#### Aufgabe:
Gib das gesamte folgende Material erneut aus und ersetze darin überall "would help a lot" durch "would be very helpful". Alles andere bleibt unverändert.

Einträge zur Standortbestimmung

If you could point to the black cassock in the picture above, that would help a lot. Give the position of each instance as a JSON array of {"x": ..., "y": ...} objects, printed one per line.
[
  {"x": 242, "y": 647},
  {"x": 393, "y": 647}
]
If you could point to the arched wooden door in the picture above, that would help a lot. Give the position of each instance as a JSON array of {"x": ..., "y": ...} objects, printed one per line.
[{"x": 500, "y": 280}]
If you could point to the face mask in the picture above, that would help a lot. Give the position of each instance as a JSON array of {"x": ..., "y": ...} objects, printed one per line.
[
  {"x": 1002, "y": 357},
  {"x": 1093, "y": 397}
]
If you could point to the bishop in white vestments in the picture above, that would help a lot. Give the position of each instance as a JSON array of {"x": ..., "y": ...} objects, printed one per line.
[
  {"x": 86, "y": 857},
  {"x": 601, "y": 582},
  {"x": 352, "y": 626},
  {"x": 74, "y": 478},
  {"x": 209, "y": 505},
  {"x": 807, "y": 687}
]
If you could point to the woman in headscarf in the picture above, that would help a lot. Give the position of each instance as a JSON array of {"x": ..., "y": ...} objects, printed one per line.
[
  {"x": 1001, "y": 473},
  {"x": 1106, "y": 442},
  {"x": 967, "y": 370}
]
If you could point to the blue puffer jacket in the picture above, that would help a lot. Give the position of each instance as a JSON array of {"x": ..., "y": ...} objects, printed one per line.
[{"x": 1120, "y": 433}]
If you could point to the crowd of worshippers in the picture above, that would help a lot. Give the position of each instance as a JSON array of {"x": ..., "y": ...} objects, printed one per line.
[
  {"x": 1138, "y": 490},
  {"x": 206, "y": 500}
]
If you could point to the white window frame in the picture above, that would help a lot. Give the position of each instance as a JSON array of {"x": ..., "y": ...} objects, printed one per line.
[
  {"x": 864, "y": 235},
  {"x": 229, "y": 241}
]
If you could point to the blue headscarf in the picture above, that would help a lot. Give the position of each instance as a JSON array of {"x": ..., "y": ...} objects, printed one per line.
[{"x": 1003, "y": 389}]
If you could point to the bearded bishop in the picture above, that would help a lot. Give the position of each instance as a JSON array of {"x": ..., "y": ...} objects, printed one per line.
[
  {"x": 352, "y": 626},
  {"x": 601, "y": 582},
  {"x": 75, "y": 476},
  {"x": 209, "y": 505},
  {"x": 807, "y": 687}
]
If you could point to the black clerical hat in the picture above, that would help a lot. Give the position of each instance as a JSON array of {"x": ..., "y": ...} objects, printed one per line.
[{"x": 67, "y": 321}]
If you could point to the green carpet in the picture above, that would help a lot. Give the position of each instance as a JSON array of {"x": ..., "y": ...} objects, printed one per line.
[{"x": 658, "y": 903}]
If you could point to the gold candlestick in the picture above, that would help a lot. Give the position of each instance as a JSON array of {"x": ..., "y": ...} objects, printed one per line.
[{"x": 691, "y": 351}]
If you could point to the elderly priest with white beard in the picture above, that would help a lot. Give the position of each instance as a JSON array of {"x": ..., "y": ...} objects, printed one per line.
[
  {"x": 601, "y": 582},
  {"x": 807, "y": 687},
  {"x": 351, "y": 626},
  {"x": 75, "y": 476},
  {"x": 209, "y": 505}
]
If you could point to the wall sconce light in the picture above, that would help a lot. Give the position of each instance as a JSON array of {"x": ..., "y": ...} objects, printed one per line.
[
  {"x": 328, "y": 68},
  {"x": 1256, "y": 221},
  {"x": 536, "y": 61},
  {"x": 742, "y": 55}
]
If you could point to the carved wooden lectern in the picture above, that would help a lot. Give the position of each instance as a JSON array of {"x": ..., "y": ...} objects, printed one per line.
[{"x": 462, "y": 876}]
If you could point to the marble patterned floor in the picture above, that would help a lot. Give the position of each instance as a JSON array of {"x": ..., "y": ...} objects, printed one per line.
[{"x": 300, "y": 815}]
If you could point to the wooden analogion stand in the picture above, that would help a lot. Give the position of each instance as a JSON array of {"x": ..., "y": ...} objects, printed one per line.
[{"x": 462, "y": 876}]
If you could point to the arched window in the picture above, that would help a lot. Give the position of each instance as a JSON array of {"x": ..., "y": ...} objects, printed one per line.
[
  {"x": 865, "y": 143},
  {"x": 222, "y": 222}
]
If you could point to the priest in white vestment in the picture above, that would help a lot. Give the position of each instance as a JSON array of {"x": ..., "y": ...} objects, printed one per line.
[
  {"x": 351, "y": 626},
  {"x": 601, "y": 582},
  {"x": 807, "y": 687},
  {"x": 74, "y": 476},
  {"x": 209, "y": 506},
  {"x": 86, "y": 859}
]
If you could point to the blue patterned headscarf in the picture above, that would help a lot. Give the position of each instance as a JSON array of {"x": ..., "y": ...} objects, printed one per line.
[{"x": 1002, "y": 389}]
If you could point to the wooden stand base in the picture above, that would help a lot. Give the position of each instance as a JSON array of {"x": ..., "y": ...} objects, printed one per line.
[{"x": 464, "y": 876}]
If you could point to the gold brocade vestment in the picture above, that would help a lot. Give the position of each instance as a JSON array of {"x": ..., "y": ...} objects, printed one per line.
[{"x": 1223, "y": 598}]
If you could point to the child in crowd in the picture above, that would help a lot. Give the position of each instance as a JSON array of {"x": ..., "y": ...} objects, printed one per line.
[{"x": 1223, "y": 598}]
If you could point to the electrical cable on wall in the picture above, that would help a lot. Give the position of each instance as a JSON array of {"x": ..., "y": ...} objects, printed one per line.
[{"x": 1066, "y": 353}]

#### Antwort:
If you could point to the black cassock in the picture above, that would be very helpful. Give the position of each instance as a JSON array of {"x": ..., "y": ...} objects, printed one per line.
[
  {"x": 242, "y": 647},
  {"x": 393, "y": 647}
]
If you could point to the arched wooden door in the picture above, that would be very helpful. Give the position of each instance as a JSON array of {"x": ..., "y": ...} objects, printed one per line.
[{"x": 500, "y": 280}]
If you could point to the face mask in the picture above, that would be very helpful. Give the position of each instance as a JSON array of {"x": ..., "y": ...} objects, printed one per line.
[
  {"x": 1002, "y": 357},
  {"x": 1093, "y": 397}
]
If you could point to the bishop in white vestments in the picture above, that would be very helpful. Give the position of each instance as a JSON array of {"x": ..., "y": ...} objects, printed one per line.
[
  {"x": 86, "y": 857},
  {"x": 601, "y": 582},
  {"x": 352, "y": 626},
  {"x": 74, "y": 478},
  {"x": 209, "y": 505},
  {"x": 807, "y": 687}
]
If you could point to the woman in headscarf in the picture above, that would be very helpful. Give the position of each instance as a JSON array of {"x": ..., "y": ...} objects, printed one per line.
[
  {"x": 1001, "y": 473},
  {"x": 1106, "y": 442},
  {"x": 967, "y": 370}
]
If you could point to the blue puffer jacket in the picture above, that would be very helpful. Give the position of each instance as a JSON array of {"x": ..., "y": ...} objects, printed one per line.
[{"x": 1120, "y": 433}]
If you could point to the crowd of worshippers in the picture above, that would be very helpful. Give the position of each instance as a JSON array of {"x": ..., "y": ...} objects, printed one per line.
[
  {"x": 1138, "y": 490},
  {"x": 206, "y": 500}
]
If you could point to the white window frame in the picture above, that would be very helpful. Give the position of each instance as a JSON array of {"x": ..., "y": ...} objects, printed one per line.
[
  {"x": 864, "y": 235},
  {"x": 229, "y": 241}
]
If you could point to the blue headscarf in the picture above, that would be very helpful. Give the position of each instance as a JSON array of {"x": ..., "y": ...} objects, printed one per line.
[{"x": 1003, "y": 389}]
If you could point to the bearded bishop in the picture above, that would be very helpful. Give the position of each instance as a JSON array of {"x": ..., "y": ...} objects, printed one per line.
[
  {"x": 352, "y": 626},
  {"x": 601, "y": 582},
  {"x": 75, "y": 476},
  {"x": 209, "y": 505},
  {"x": 807, "y": 687}
]
If you could point to the black clerical hat in the picture above, that would be very helpful. Give the position of each instance as a JSON array of {"x": ..., "y": ...} objects, printed one per line.
[{"x": 67, "y": 321}]
If you could point to the green carpet in the picture above, that would be very helpful. Give the position of each instance as a JSON array of {"x": ..., "y": ...} objects, printed one per line.
[{"x": 658, "y": 903}]
If you could point to the gold candlestick in the picture above, that would be very helpful. Give the position of each instance as a JSON array of {"x": ..., "y": ...} objects, printed one per line.
[{"x": 691, "y": 351}]
If you could point to the elderly priest with white beard in the picture above, that would be very helpful. Give the position of each instance as a JSON array of {"x": ..., "y": ...} objects, printed one per line.
[
  {"x": 601, "y": 582},
  {"x": 807, "y": 687},
  {"x": 351, "y": 626},
  {"x": 75, "y": 476},
  {"x": 209, "y": 505}
]
If you could point to the wall sconce light in the picture above, that would be very helpful. Give the position of each instance as a JSON array of {"x": ..., "y": ...} objects, printed one per line.
[
  {"x": 328, "y": 68},
  {"x": 1256, "y": 221},
  {"x": 536, "y": 61},
  {"x": 742, "y": 55}
]
If you could point to the carved wooden lectern in the picture above, that would be very helpful. Give the position of each instance as a JSON array of {"x": ..., "y": ...} objects, printed one per line.
[{"x": 462, "y": 876}]
If you could point to the marble patterned floor in the picture above, that would be very helpful. Give the position of each instance as a JSON array of {"x": ..., "y": ...} objects, printed one per line.
[{"x": 300, "y": 815}]
If you could point to the wooden analogion stand in the picture above, that would be very helpful. Give the position of each instance as a JSON array of {"x": ..., "y": ...} objects, printed one per line.
[{"x": 462, "y": 876}]
If you could point to the arched window in the picture above, that would be very helpful. Give the position of each instance as a JSON array of {"x": ..., "y": ...} objects, printed one per line.
[
  {"x": 865, "y": 143},
  {"x": 222, "y": 222}
]
If you could point to the priest in white vestment in the picture above, that would be very helpful. Give the position of each instance as a JSON array of {"x": ..., "y": ...} objects, printed one per line.
[
  {"x": 351, "y": 626},
  {"x": 601, "y": 582},
  {"x": 807, "y": 687},
  {"x": 74, "y": 476},
  {"x": 209, "y": 506},
  {"x": 86, "y": 859}
]
If you could point to the blue patterned headscarf in the picture above, that would be very helpful. Give the position of each instance as a JSON array of {"x": ..., "y": ...} objects, printed one per line.
[{"x": 1002, "y": 389}]
If you could point to the wooden stand base in the picture above, that would be very helpful. Give the position of each instance as a JSON array of {"x": ..., "y": ...} objects, printed one per line.
[{"x": 464, "y": 876}]
If you could point to the gold brocade vestment in the picture above, that would be very helpful. Give the position of each instance as a JSON array of {"x": ..., "y": ...} objects, printed one per line.
[{"x": 1223, "y": 598}]
If you could point to the child in crowd in the picture above, that would be very helpful. Give the position of each instance as a JSON array of {"x": ..., "y": ...} objects, printed one per line.
[{"x": 1223, "y": 598}]
If you could point to the electrical cable on wall in the picture above, that would be very helpful. Give the position of each instance as a JSON array of {"x": ..., "y": ...} objects, printed one per line.
[{"x": 1066, "y": 353}]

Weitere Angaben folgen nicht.